(Records from a data source)

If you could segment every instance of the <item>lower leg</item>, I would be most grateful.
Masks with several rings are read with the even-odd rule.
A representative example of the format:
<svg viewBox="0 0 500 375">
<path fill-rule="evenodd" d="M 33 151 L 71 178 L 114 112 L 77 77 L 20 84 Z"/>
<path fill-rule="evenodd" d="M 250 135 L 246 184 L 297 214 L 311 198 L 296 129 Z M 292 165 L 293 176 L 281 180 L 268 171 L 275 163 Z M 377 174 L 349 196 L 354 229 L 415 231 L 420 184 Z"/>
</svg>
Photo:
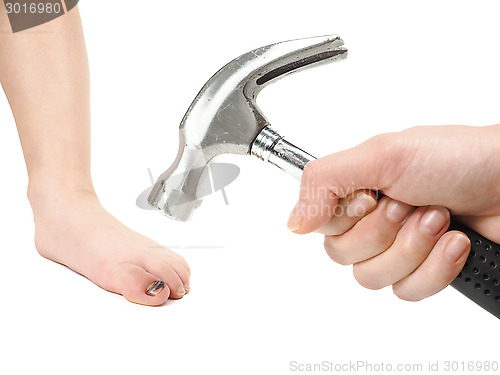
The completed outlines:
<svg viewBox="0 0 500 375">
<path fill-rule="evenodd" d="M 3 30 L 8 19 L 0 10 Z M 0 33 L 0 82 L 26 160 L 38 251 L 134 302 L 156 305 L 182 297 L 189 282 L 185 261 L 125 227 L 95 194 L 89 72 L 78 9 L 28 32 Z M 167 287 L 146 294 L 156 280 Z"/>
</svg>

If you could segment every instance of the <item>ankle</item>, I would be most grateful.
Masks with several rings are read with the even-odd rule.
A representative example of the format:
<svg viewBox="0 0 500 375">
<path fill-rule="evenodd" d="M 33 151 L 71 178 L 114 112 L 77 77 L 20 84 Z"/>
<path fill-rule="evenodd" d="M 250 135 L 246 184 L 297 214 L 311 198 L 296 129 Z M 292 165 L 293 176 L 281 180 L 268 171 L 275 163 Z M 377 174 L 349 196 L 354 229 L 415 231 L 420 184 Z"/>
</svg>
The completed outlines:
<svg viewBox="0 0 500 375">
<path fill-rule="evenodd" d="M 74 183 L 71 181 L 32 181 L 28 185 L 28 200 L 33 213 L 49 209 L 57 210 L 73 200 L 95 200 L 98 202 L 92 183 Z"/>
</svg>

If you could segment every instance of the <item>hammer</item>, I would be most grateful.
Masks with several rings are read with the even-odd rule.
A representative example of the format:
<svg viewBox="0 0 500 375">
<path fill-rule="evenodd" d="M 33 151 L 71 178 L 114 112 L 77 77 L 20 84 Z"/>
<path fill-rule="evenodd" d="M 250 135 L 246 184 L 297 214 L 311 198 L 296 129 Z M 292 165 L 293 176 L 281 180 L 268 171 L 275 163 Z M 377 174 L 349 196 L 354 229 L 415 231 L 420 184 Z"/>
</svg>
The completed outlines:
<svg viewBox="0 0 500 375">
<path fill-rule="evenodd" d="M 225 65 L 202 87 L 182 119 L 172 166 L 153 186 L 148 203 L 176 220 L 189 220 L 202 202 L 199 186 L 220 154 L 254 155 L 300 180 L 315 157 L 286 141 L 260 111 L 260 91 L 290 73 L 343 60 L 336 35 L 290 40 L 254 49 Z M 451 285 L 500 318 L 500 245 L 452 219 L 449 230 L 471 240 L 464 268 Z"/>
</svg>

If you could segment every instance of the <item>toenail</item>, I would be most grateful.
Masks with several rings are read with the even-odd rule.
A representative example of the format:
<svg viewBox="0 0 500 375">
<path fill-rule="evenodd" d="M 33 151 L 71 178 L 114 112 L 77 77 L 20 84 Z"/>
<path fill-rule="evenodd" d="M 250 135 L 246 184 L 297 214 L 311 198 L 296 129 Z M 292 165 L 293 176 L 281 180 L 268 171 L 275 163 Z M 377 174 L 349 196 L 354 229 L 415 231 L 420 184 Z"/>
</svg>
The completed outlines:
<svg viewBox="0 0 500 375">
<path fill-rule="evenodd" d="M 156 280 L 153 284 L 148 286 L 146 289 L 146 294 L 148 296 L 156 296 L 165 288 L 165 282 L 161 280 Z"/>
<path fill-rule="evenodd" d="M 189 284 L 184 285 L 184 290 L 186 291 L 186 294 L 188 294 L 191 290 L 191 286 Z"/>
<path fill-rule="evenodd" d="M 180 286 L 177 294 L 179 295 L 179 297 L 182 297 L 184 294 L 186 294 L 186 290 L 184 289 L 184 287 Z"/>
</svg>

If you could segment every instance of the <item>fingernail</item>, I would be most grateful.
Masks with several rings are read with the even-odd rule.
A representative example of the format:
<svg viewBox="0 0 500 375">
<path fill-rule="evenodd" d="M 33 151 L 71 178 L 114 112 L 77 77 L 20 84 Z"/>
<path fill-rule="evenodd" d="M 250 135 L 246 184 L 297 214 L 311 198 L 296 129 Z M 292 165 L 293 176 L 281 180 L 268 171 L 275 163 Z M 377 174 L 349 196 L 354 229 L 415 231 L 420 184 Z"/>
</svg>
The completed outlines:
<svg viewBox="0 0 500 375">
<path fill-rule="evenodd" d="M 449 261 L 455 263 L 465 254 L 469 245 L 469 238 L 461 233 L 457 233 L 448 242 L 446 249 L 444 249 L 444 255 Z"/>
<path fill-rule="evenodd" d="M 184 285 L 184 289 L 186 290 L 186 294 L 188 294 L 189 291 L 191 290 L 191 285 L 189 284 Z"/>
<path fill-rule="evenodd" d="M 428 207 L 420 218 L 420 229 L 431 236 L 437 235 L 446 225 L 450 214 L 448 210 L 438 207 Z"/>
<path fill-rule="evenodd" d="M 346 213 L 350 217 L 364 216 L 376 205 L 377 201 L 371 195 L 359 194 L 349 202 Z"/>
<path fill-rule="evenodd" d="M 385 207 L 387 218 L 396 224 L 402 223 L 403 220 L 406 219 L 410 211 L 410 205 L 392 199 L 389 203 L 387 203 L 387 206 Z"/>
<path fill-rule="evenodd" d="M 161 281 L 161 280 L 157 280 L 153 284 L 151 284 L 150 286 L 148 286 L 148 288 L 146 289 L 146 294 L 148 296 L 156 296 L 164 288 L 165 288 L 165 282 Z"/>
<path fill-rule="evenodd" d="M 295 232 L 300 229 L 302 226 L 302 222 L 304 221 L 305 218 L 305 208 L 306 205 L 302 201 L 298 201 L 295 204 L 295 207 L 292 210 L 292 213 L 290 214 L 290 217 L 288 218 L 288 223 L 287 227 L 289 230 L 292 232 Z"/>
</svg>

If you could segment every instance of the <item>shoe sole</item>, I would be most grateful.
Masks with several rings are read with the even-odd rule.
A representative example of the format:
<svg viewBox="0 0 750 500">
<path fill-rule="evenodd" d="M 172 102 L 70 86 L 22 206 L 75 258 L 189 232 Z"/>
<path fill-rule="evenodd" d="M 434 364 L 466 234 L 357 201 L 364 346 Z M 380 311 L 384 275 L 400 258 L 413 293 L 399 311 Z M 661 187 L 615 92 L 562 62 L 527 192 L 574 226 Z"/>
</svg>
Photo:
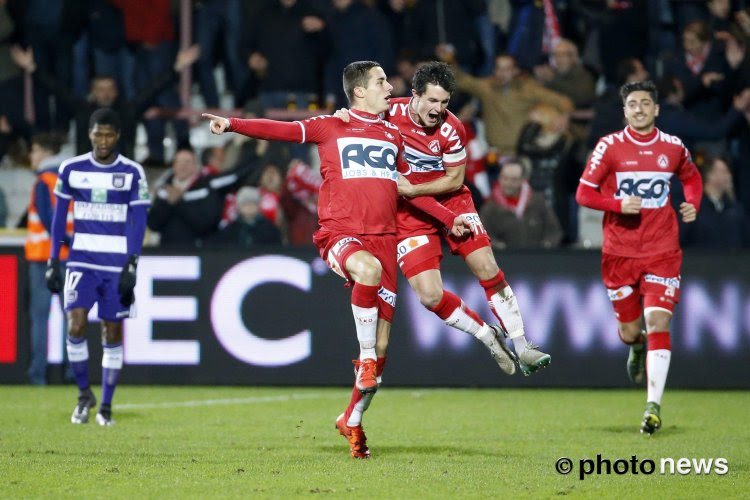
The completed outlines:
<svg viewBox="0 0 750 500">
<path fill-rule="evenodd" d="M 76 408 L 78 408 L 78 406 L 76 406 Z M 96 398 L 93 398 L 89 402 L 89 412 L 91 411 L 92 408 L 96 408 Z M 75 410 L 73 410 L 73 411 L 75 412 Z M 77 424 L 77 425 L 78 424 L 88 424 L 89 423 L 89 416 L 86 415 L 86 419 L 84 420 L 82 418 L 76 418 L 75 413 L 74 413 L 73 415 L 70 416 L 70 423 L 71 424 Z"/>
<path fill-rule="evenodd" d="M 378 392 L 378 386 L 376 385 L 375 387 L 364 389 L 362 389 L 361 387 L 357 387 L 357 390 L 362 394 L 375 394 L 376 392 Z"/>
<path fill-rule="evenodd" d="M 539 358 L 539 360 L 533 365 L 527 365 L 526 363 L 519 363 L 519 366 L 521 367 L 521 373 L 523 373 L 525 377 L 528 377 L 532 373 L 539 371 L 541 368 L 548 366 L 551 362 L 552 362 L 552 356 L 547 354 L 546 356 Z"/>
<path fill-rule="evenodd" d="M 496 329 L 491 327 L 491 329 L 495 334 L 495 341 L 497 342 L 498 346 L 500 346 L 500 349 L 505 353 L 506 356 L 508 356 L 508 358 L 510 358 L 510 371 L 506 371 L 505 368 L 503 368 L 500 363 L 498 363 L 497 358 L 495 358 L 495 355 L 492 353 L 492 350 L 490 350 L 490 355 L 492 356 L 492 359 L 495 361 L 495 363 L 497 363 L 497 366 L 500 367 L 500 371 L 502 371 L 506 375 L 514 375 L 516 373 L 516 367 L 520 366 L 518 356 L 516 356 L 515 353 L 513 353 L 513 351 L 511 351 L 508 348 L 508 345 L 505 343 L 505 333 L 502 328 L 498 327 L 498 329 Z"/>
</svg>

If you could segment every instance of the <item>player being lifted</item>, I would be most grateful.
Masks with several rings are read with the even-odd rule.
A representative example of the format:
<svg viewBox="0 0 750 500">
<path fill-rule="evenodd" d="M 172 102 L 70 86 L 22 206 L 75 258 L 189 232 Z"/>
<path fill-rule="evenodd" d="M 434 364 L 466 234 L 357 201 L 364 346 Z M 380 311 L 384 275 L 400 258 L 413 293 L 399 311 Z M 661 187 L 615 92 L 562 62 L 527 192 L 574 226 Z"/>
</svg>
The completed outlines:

==

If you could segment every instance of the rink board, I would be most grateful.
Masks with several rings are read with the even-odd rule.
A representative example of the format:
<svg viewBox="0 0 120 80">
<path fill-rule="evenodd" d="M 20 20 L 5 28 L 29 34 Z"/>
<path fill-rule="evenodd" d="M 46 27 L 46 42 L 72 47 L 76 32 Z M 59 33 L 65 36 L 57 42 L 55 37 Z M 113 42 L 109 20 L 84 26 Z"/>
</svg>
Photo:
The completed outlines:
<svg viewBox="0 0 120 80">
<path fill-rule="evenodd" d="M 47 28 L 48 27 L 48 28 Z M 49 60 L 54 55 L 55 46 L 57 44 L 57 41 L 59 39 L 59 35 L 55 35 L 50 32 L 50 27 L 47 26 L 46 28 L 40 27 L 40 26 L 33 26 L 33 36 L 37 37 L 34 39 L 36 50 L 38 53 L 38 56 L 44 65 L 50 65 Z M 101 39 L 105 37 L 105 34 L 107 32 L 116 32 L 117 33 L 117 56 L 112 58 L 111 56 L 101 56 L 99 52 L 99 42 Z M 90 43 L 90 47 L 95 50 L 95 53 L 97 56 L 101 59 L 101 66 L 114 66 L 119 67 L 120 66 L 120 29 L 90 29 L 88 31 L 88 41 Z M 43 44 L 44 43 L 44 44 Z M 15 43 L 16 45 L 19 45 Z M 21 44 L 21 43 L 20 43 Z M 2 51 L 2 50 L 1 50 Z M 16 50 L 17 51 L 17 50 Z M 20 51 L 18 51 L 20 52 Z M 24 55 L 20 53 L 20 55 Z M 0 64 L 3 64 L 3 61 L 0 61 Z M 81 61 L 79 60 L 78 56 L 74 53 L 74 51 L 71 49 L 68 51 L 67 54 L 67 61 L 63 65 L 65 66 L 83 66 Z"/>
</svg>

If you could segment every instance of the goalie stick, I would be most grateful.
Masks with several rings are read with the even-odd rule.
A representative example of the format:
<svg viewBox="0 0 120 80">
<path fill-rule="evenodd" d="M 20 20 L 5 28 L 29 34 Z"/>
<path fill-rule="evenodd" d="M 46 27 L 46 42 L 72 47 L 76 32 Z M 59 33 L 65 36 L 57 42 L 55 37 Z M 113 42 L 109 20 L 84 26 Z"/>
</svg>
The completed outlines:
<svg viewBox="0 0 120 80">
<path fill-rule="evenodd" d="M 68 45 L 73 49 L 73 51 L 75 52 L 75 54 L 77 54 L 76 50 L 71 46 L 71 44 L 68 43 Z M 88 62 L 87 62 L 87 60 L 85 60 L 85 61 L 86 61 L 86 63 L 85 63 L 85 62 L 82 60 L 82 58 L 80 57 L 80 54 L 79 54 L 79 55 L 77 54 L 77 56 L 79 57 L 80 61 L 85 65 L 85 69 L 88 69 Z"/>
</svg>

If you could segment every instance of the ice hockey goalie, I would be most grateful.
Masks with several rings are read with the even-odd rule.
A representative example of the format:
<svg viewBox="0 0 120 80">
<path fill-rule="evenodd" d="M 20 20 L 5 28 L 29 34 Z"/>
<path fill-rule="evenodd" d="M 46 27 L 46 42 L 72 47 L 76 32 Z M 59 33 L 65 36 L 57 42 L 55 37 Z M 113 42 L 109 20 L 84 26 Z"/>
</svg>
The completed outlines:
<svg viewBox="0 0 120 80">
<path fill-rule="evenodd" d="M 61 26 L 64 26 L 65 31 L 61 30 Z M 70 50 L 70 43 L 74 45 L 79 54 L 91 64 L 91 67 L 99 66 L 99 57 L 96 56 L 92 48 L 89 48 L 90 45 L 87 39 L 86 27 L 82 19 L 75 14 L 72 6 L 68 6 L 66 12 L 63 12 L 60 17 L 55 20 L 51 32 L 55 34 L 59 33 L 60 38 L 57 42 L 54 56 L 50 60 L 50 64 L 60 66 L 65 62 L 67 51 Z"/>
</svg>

* * *

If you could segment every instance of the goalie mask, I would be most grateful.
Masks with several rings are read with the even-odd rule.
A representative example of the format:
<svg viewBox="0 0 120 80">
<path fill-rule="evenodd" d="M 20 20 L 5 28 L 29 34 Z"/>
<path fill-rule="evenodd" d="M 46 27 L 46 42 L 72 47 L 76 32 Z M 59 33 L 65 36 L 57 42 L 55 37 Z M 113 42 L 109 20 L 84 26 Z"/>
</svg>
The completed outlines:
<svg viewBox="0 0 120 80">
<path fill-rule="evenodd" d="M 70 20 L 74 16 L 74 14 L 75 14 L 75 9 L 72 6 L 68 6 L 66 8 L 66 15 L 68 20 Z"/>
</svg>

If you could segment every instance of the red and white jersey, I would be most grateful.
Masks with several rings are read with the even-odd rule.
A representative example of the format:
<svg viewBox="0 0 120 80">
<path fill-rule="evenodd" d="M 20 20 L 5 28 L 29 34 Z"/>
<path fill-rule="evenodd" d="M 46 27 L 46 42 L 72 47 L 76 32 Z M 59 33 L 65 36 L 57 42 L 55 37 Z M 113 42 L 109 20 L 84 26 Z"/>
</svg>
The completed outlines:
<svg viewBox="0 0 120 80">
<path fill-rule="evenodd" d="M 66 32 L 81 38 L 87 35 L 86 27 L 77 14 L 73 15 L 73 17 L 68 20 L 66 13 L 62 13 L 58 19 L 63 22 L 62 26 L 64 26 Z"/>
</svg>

- **Assigned task**: Looking at the entries above, work out how many lines contain the word "most", then reply with only that figure.

- **Result of the task**: 12